Problem: In this exercise, every entry is to be transcribed exactly as written.

Data for review:
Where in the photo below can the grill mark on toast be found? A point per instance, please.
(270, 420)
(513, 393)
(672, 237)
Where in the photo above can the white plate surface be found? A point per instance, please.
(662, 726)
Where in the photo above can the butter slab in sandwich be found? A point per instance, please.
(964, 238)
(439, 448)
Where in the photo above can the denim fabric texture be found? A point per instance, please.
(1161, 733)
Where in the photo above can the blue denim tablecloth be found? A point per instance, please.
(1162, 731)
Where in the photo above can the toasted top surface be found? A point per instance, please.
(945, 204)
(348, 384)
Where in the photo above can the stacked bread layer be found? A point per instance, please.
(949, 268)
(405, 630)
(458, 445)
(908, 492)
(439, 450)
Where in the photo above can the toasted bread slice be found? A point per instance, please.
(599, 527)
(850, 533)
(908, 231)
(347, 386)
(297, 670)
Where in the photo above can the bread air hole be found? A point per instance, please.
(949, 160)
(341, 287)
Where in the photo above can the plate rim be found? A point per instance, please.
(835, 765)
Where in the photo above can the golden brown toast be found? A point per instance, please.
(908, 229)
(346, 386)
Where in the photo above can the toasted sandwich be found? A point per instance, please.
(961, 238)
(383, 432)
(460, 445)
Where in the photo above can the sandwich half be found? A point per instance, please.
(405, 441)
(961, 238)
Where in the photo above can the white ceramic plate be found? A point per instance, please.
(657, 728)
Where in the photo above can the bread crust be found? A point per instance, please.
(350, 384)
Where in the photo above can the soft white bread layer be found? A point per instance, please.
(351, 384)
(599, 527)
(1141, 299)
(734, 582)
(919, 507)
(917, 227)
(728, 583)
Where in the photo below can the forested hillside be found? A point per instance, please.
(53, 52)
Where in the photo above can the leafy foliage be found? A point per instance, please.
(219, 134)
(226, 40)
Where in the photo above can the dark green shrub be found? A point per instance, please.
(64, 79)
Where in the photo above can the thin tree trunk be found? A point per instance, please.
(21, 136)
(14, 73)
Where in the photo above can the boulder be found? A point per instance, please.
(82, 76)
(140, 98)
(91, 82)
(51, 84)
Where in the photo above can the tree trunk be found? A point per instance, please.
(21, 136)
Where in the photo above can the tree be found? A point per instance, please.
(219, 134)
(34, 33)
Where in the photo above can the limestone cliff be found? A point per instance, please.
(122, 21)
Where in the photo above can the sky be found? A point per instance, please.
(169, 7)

Written answer:
Where in the photo below can the grill mark on toast be found? A point per instance, please.
(270, 420)
(513, 393)
(672, 237)
Where in the photo above can the white plate surface be found? A point per instance, please.
(662, 726)
Where in the photo above can the butter slab in sandwich be found? A point per instance, please.
(964, 238)
(439, 448)
Where in the photo above can the denim fabric texture be found? A point per instance, please.
(1161, 733)
Where in the photo above can the blue denim tablecloth be found? A point per instance, please.
(1162, 731)
Where in the photo above can the toasted top surface be found? A point per instance, please.
(945, 204)
(348, 384)
Where in the photo above can the stacked bread layer be found? A point per instance, please.
(949, 268)
(405, 630)
(458, 445)
(908, 492)
(439, 450)
Where in the photo above can the toasted bread slice be found? A point per instance, please.
(599, 527)
(850, 533)
(908, 231)
(347, 386)
(297, 670)
Where in the photo above can the bread air hole be found? A point per instance, please.
(949, 160)
(341, 287)
Where in the photo above can the plate rim be found? A point per instance, please.
(835, 765)
Where in the photo above can the golden brown toast be found? A point per instance, please.
(908, 229)
(346, 386)
Where in the photo above can the toasted sandwich be found? A point per instance, please.
(961, 238)
(383, 432)
(460, 445)
Where in the photo above can the sandwich half be found? A point per instance, please.
(405, 441)
(961, 238)
Where in the photo above can the white ceramic plate be found? A point per instance, please.
(657, 728)
Where in the photo above can the bread crust be found? A point per instance, please.
(350, 384)
Where in the photo above can the soft white bread layer be found? A point per instance, please.
(351, 384)
(599, 527)
(1141, 299)
(734, 582)
(919, 507)
(917, 227)
(728, 583)
Where in the photo below can the forested hillside be found? A point per instance, please.
(53, 52)
Where in the photo above can the leafy foliage be found? A point per instance, please.
(219, 134)
(226, 40)
Where in the photo above can the dark green shrub be found? A point per instance, please.
(64, 79)
Where in the photo above can the thin tree trunk be found? A point per instance, please.
(21, 136)
(14, 73)
Where in the photo above can the boulder be found? A point per instance, please.
(82, 76)
(140, 98)
(91, 82)
(51, 84)
Where in the photo above can the tree trunk be found? A point per instance, please.
(21, 136)
Where in the photo above can the tree be found? A point per instance, please.
(219, 134)
(34, 33)
Where in the photo above can the limestone cliff be found? A point per instance, please.
(122, 21)
Where in the photo above can the sky be found? A point per instance, please.
(169, 7)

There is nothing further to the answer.